▸ **Zu erledigen**:
a) Schreibst du aus dem Seitenauszug den Abschnitt von „Ich fahre allerdings“ bis „was mir gefällt.“ wortgetreu ab?
b) Wie lautet der Satz „Ich fahre allerdings keinerlei Rennen oder 4x.“ aus dem Seitenauszug auf Englisch?

▸ **Seitenauszug**:
# Intense Tazer vp für Trails?



## sTixi (4. Oktober 2012)

Hallo
ich habe vor mir ein Tazer VP zu kaufen.

Ich fahre allerdings keinerlei Rennen oder 4x.
Auch bin ich kein Dirter.

Ich fahre gern Trails (ausschließlich bergab) mit Doubles, Tables, Anlieger. Gelegentlich muß ich auch ml paar Wurzeln überfahren.

Aber ich denke das das Bike total Sprunglastig ist und das ist was mir gefällt.

Ich fahre selber ein Transition 250 welches ich aber auch im Park bewege wenns ruppig wird.

Deswegen denke ich daß das Tazer gut für local Trails sind mit tollen Sprüngen.
Habe auch das SS2 geliebäugelt aber der Unterschied zum Transition ist zu gering.

Was mein ihr?

Guter Zug


----------



## iRider (5. Oktober 2012)

▸ **Datensätze**:

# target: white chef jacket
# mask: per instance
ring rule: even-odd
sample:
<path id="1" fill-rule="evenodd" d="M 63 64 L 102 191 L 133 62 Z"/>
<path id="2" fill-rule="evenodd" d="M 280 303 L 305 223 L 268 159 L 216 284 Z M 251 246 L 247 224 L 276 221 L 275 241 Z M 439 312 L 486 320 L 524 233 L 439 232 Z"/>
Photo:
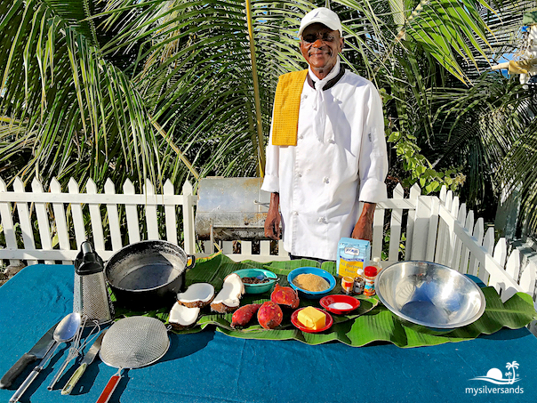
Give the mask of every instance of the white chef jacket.
<path id="1" fill-rule="evenodd" d="M 339 69 L 338 62 L 325 80 Z M 345 70 L 324 93 L 327 117 L 319 141 L 313 133 L 315 95 L 305 80 L 296 146 L 272 145 L 271 128 L 261 189 L 279 193 L 287 252 L 335 260 L 339 240 L 350 237 L 357 222 L 359 201 L 387 198 L 382 103 L 373 83 Z"/>

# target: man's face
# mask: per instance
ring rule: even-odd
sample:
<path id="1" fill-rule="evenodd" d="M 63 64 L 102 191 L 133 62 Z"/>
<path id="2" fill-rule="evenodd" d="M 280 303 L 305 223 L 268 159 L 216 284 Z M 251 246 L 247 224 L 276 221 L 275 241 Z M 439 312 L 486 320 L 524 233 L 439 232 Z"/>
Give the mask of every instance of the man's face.
<path id="1" fill-rule="evenodd" d="M 316 22 L 302 31 L 301 52 L 317 77 L 319 74 L 325 77 L 332 70 L 342 49 L 343 38 L 338 30 L 333 31 L 325 25 Z"/>

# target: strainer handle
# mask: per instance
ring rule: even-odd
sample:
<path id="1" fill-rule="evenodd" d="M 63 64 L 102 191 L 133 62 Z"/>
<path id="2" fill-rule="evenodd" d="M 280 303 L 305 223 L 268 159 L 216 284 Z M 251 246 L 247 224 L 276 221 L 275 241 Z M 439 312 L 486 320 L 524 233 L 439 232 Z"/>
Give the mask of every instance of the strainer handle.
<path id="1" fill-rule="evenodd" d="M 110 397 L 112 396 L 112 393 L 114 393 L 114 391 L 116 391 L 117 383 L 119 383 L 119 381 L 121 380 L 120 374 L 121 368 L 119 368 L 116 375 L 113 375 L 110 378 L 106 387 L 104 388 L 104 391 L 102 391 L 102 393 L 100 393 L 97 403 L 108 403 L 108 401 L 110 399 Z"/>

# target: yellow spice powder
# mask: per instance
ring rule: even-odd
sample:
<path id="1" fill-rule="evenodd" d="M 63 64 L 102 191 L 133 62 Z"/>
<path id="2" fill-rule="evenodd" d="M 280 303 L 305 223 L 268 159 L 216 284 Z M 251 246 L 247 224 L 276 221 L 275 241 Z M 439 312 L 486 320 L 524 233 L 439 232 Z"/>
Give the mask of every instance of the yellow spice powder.
<path id="1" fill-rule="evenodd" d="M 293 279 L 293 284 L 306 291 L 325 291 L 330 284 L 321 276 L 317 274 L 299 274 Z"/>

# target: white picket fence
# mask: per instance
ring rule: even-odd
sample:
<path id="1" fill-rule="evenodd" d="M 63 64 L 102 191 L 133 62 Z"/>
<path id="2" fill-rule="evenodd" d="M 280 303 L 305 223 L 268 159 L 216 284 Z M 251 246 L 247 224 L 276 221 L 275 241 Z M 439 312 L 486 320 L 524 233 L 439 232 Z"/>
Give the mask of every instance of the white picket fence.
<path id="1" fill-rule="evenodd" d="M 146 181 L 141 193 L 136 193 L 129 181 L 123 185 L 123 193 L 117 193 L 110 180 L 105 184 L 104 193 L 98 193 L 91 180 L 85 184 L 84 193 L 80 192 L 74 179 L 69 181 L 66 192 L 55 179 L 49 191 L 44 191 L 36 180 L 31 183 L 32 191 L 26 191 L 18 178 L 12 188 L 8 189 L 0 179 L 0 218 L 5 239 L 4 245 L 0 244 L 0 260 L 7 260 L 11 264 L 18 264 L 20 260 L 27 264 L 58 261 L 71 263 L 78 252 L 77 246 L 88 238 L 104 260 L 125 245 L 140 239 L 164 238 L 174 244 L 182 243 L 180 246 L 187 254 L 197 256 L 213 251 L 209 242 L 196 242 L 196 196 L 188 181 L 184 183 L 181 195 L 175 194 L 169 181 L 164 182 L 163 194 L 156 194 L 149 181 Z M 126 217 L 123 232 L 120 208 L 124 208 Z M 84 212 L 89 212 L 89 222 L 84 223 Z M 180 214 L 183 223 L 182 241 L 178 238 L 178 233 L 181 232 L 177 228 Z M 145 217 L 147 229 L 143 234 L 140 215 Z M 164 226 L 165 236 L 159 234 L 159 225 Z M 39 234 L 38 243 L 34 238 L 34 230 Z M 501 238 L 494 245 L 493 229 L 488 228 L 486 232 L 485 230 L 484 220 L 476 219 L 472 211 L 467 212 L 465 205 L 460 205 L 459 197 L 445 188 L 438 197 L 421 196 L 421 189 L 414 185 L 410 197 L 405 198 L 403 188 L 398 185 L 391 198 L 377 205 L 372 255 L 381 256 L 384 251 L 387 254 L 382 262 L 384 267 L 399 260 L 439 262 L 477 276 L 494 286 L 504 300 L 517 291 L 528 293 L 535 300 L 536 265 L 529 262 L 522 267 L 518 251 L 515 249 L 508 256 L 506 239 Z M 387 230 L 389 230 L 388 244 L 384 242 Z M 105 233 L 108 234 L 106 238 Z M 281 241 L 277 254 L 271 254 L 270 241 L 260 242 L 259 254 L 253 254 L 252 242 L 239 241 L 239 244 L 238 254 L 234 253 L 236 245 L 232 241 L 220 242 L 220 247 L 236 261 L 288 259 Z"/>

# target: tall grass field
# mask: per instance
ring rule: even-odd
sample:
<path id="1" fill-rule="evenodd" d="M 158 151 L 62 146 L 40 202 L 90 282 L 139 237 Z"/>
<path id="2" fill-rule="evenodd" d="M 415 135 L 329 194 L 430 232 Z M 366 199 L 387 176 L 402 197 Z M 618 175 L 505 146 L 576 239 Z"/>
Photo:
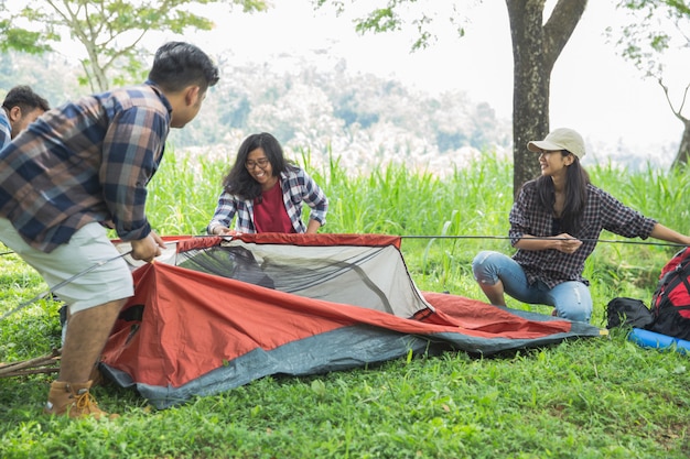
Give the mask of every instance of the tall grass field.
<path id="1" fill-rule="evenodd" d="M 298 163 L 330 198 L 322 232 L 400 234 L 423 291 L 484 300 L 471 273 L 483 249 L 506 239 L 513 166 L 486 154 L 467 168 L 409 171 L 381 164 L 349 175 L 337 159 Z M 166 153 L 149 186 L 148 215 L 162 236 L 202 234 L 228 162 Z M 690 175 L 589 167 L 624 204 L 690 233 Z M 628 296 L 649 304 L 678 248 L 604 232 L 587 260 L 592 323 Z M 635 242 L 643 242 L 636 240 Z M 651 240 L 645 241 L 651 242 Z M 0 244 L 0 314 L 47 287 Z M 0 362 L 58 348 L 60 303 L 37 300 L 0 323 Z M 550 314 L 509 299 L 509 307 Z M 273 376 L 157 411 L 136 392 L 99 386 L 114 420 L 51 418 L 41 409 L 53 375 L 0 379 L 1 458 L 688 458 L 690 356 L 643 349 L 627 330 L 492 358 L 449 351 L 374 368 Z"/>

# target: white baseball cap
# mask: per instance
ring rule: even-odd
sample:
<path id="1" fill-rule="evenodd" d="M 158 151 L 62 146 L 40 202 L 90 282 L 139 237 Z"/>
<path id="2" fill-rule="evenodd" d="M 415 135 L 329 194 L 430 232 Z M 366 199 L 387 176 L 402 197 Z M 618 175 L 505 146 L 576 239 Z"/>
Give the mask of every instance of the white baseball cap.
<path id="1" fill-rule="evenodd" d="M 586 154 L 582 135 L 568 128 L 559 128 L 551 131 L 545 140 L 527 142 L 527 149 L 535 153 L 541 153 L 542 150 L 568 150 L 578 156 L 578 160 L 582 160 Z"/>

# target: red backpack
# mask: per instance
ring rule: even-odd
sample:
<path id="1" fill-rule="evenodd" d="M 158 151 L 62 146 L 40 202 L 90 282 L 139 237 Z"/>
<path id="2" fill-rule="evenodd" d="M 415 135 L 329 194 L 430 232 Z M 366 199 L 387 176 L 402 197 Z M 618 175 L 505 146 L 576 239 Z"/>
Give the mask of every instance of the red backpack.
<path id="1" fill-rule="evenodd" d="M 690 340 L 690 248 L 676 253 L 659 275 L 651 298 L 655 320 L 648 330 Z"/>

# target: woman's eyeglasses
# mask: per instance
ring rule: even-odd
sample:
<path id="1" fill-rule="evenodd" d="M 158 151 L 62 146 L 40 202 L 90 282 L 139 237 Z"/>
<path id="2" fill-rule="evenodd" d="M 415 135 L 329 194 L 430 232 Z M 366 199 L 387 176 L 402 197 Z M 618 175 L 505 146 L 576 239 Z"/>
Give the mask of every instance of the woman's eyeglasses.
<path id="1" fill-rule="evenodd" d="M 256 166 L 263 168 L 268 165 L 268 163 L 269 163 L 268 157 L 260 157 L 257 161 L 248 160 L 245 162 L 245 167 L 247 167 L 250 171 L 255 168 Z"/>

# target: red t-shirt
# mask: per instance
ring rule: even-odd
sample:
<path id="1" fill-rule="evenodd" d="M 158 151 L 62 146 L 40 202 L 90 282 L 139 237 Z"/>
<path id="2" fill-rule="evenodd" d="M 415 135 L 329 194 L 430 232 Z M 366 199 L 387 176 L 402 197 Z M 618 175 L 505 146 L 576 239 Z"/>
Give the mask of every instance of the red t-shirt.
<path id="1" fill-rule="evenodd" d="M 282 201 L 280 182 L 254 200 L 254 226 L 257 232 L 297 232 Z"/>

▸ **Lösungen in Reihenfolge**:
a)
Ich fahre allerdings keinerlei Rennen oder 4x.
Auch bin ich kein Dirter.

Ich fahre gern Trails (ausschließlich bergab) mit Doubles, Tables, Anlieger. Gelegentlich muß ich auch ml paar Wurzeln überfahren.

Aber ich denke das das Bike total Sprunglastig ist und das ist was mir gefällt.

b) However, I don't ride any races or 4X at all.